YOUR OBJECTIVE ::
From the Ask HN thread on neural network books, extract everything from "A great number" down to "There are more.", word for word.

Ask HN: Best book about artificial neural networks? - wsieroci
Hi,<p>what book about neural networks or AI in general would you recommend? Which one is the best to learn about this topic from scratch? It would be awesome if it contained also information about the latest discoveries from this field.<p>Best,
Wiktor
======
freddealmeida
For neural nets, consider Bengio's book:
[http://www.iro.umontreal.ca/~bengioy/dlbook/](http://www.iro.umontreal.ca/~bengioy/dlbook/)

For something lighter but insightful, Pedro Domingo's The Master Algorithm is
quite fun.

A great number of classes are now available online. I prefer the Stanford
classes. [http://cs229.stanford.edu/](http://cs229.stanford.edu/) and
[http://cs224d.stanford.edu/](http://cs224d.stanford.edu/) are good places to
start. There are more.

DATA LISTING ::

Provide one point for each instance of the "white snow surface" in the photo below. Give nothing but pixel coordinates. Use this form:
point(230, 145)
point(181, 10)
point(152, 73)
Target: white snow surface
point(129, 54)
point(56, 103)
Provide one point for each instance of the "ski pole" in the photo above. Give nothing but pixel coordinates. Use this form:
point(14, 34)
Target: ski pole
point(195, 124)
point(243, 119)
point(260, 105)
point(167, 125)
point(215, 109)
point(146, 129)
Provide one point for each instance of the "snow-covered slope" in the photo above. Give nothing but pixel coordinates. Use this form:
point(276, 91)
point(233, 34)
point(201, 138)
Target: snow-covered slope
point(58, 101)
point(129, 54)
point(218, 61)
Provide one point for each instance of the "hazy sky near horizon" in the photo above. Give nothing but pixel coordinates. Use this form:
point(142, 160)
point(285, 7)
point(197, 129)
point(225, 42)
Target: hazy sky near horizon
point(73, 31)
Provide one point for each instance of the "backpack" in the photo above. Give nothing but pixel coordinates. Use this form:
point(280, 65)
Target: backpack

FINAL ANSWER ::
A great number of classes are now available online. I prefer the Stanford
classes. [http://cs229.stanford.edu/](http://cs229.stanford.edu/) and
[http://cs224d.stanford.edu/](http://cs224d.stanford.edu/) are good places to
start. There are more.